2.早期教育−3歳児未満


福岡県立直方聾学校

大塚 博美

「新しい時代にあった、望ましい親子関係を支援する早期教育のあり方を考えよう」というテーマで7校からの報告がありました。名簿にない方の参加もあり40名近くとなって、会場は熱気に溢れていました。

北海道札幌聾学校からは、昨年の大会で発表した実践の最終報告を再構成した、「聴覚障害への配慮を効果的に届けるための4つの方法」の再構成についての発表がありました。旭川聾学校からは、2歳児の遊びを中心とした活動に焦点を当て、活動や親子支援の配慮事項をまとめた研究を踏まえて、初回からの親子支援を効果的に行うための「1歳児の活動計画」についての発表がありました。北海道2校のパワーある実践の背景には、福祉・医療・教育・行政が連携して始められた「障害者教育福祉事業」による定数・予算措置を含む条件整備の充実があると感じました。

データ収集の記録

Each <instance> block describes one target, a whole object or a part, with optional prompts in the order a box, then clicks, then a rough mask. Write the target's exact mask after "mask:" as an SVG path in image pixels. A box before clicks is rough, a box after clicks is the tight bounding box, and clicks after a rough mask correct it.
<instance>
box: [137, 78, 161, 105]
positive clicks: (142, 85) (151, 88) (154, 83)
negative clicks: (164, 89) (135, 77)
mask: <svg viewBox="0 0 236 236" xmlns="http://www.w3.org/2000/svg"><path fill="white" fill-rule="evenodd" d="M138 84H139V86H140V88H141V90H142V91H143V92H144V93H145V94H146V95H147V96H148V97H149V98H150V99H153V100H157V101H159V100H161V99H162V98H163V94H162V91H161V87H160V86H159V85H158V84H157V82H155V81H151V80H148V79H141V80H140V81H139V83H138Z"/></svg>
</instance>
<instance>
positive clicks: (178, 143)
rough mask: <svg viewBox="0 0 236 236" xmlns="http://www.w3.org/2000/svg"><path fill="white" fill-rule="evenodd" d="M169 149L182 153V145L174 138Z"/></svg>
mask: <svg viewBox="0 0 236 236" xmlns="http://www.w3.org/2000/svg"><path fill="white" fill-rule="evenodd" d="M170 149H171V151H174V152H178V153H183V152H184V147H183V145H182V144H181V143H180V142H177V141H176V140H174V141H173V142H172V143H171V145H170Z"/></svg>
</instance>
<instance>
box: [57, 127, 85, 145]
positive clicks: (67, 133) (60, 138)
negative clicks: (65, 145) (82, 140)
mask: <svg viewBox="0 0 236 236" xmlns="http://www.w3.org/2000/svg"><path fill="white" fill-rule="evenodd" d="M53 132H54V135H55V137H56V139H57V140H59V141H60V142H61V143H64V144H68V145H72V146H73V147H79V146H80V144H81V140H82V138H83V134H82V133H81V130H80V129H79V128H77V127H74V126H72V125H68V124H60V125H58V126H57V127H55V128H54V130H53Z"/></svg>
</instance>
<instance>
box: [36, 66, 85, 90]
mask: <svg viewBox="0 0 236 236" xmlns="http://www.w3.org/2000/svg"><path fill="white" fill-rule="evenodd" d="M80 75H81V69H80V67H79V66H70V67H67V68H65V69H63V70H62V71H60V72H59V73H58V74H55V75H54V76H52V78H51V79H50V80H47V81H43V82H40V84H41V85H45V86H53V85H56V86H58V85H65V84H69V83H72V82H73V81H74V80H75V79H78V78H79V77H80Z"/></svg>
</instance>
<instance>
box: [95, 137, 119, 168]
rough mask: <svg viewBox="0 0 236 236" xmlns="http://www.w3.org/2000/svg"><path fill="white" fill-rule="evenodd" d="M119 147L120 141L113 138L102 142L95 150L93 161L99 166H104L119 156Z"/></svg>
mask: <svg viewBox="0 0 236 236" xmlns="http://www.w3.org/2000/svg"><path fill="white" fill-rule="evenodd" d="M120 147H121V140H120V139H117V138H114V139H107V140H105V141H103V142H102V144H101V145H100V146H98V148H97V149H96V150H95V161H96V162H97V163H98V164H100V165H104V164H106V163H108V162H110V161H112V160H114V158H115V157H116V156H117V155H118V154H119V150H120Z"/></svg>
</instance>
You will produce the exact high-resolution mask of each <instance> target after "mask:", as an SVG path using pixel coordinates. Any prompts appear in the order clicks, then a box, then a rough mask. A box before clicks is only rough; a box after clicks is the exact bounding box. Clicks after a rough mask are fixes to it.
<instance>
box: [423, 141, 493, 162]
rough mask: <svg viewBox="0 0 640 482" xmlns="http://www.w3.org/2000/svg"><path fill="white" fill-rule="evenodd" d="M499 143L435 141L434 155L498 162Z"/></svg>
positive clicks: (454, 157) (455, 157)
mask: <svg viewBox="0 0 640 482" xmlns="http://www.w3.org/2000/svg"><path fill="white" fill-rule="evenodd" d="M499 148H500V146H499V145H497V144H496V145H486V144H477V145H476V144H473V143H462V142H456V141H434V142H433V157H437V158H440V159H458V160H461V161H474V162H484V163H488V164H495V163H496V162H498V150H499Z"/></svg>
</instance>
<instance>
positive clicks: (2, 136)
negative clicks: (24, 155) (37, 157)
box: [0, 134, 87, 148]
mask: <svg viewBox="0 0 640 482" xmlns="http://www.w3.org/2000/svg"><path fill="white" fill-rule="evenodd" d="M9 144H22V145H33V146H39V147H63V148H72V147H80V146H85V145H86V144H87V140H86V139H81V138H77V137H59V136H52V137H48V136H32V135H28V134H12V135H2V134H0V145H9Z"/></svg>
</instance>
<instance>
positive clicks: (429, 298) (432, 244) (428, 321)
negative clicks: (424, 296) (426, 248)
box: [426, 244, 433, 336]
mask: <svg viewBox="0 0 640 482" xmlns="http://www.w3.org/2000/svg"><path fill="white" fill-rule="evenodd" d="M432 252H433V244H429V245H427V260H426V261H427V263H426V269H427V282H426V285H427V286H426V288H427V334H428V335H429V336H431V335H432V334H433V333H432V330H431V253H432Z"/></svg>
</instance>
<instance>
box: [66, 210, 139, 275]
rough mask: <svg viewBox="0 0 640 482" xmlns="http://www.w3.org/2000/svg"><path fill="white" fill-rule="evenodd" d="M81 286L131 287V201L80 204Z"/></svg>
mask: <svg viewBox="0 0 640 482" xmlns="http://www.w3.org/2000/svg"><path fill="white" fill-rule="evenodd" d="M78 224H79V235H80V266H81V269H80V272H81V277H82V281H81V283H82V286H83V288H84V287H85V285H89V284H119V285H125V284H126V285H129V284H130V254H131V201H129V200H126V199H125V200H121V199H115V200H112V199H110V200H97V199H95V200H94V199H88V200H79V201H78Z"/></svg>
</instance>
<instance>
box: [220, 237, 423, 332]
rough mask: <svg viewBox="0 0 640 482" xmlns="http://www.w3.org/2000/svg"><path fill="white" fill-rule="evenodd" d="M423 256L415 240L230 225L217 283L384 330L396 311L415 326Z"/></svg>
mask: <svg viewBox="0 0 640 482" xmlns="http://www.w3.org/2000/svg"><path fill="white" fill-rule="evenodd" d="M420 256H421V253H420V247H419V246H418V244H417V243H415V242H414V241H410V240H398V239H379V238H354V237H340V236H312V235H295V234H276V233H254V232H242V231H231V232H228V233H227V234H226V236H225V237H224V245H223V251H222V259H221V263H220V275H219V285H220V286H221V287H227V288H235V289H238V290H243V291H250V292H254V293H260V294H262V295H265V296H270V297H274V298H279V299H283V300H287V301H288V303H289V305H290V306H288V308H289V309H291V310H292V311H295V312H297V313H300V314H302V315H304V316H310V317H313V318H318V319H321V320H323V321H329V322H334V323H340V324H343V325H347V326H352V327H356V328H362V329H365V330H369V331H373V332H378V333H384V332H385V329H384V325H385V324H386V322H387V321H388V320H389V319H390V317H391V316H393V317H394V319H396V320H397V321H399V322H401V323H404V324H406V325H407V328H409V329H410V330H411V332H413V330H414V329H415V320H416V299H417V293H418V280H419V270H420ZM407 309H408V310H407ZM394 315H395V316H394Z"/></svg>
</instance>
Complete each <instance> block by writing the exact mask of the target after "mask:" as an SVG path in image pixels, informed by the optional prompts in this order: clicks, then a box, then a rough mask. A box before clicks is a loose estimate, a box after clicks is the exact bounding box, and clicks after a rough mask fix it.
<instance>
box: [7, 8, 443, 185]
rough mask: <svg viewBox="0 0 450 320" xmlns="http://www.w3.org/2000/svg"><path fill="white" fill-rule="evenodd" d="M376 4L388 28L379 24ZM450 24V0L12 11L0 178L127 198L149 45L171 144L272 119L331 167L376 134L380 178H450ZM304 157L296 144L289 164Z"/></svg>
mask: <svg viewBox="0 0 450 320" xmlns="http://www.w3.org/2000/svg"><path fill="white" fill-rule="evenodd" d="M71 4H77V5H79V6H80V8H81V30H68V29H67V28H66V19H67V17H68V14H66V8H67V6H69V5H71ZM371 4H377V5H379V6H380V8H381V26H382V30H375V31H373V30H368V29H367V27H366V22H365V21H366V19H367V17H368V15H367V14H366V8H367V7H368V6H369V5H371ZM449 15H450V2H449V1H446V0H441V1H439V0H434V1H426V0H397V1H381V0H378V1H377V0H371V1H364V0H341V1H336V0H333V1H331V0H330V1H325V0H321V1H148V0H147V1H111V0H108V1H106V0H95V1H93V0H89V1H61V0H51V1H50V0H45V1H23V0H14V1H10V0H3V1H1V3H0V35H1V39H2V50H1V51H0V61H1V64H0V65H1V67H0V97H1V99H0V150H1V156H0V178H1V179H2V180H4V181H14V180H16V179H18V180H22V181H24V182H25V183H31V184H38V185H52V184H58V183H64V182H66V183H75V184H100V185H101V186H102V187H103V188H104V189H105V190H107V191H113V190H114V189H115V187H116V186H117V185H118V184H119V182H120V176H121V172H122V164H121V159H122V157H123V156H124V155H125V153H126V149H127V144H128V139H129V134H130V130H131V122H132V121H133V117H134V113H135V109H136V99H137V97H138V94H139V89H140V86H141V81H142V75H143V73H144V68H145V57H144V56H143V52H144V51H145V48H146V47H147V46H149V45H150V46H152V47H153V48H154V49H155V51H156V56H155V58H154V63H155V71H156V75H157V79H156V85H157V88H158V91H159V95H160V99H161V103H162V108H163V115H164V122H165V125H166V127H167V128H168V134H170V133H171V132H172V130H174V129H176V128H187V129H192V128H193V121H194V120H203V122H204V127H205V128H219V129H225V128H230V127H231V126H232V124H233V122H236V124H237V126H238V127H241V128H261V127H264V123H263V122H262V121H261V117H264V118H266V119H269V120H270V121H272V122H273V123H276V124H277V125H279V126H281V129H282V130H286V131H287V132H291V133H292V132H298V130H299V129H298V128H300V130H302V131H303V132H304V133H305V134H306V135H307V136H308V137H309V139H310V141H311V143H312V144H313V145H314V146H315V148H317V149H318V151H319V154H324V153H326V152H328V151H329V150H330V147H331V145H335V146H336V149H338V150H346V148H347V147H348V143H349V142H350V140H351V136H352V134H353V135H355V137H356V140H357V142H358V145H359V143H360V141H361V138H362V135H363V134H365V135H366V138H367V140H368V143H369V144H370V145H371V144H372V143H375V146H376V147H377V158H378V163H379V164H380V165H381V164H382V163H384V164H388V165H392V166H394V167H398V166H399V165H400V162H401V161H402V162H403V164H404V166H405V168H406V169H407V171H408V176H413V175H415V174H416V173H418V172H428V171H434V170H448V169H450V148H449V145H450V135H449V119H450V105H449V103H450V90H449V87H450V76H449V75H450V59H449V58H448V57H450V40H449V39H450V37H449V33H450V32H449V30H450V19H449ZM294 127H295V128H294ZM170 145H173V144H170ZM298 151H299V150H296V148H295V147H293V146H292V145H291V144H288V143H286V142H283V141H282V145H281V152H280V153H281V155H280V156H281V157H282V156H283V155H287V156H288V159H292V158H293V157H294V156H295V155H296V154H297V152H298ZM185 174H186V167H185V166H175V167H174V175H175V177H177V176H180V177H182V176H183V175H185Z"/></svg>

必要な作業:
A. 早期教育の報告では、何校から報告があったか。
B. 早期教育の報告の続きを書け。
記録を使う必要はない。

課題の解答:
A. 7校から報告があった。

B.
山形県立酒田聾学校からは「望ましい保護者援助を目指して」として、集団指導や保護者学習会、家庭訪問、お便りなどの取り組みと、発達段階に応じた活動を工夫し保護者の主体的な働きかけがなされるよう援助を行った実践の発表がありました。兵庫県立こばと聾学校からは「親子で絵本を楽しむために(その3)」として、読み聞かせから始まる絵本への興味・関心の変化を1〜10の時期に分け、各時期の特徴について考察した発表がありました。保護者の願い・思いに寄り添い、きめ細やかな支援を行うことの大切さ、日々の記録をもとにした取り組みから生まれる、積み重ねられた実践の強さを感じました。

筑波大学付属聾学校からは「乳幼児教育相談における個別の家族支援プログラム」として、障害が診断された初期の段階での主たる養育者の不安をフォローするための取り組みの発表、日本聾話学校からは「両親援助への取り組み」として、親子がともに育つための10項目の留意点の発表、京都府立聾学校からは「2歳児教育相談の指導−個に応じた保護者支援について」として、福祉センターとの連携及び個別指導での支援の実際についての発表がありました。教師が伴奏者として共に歩いていくためにはどうあるべきか考えさせられました。

研究協議では、新生児スクリーニング後の初回相談の重要性があげられ、産婦人科での対応が不安を呼んでいる、聾学校からの積極的な働きかけが必要ではないか等各県の現状、医療現場からの報告等もありました。

最新の情報とすばらしい実践を踏まえて、これからの早期教育の充実に取り組んでいきたいと思います。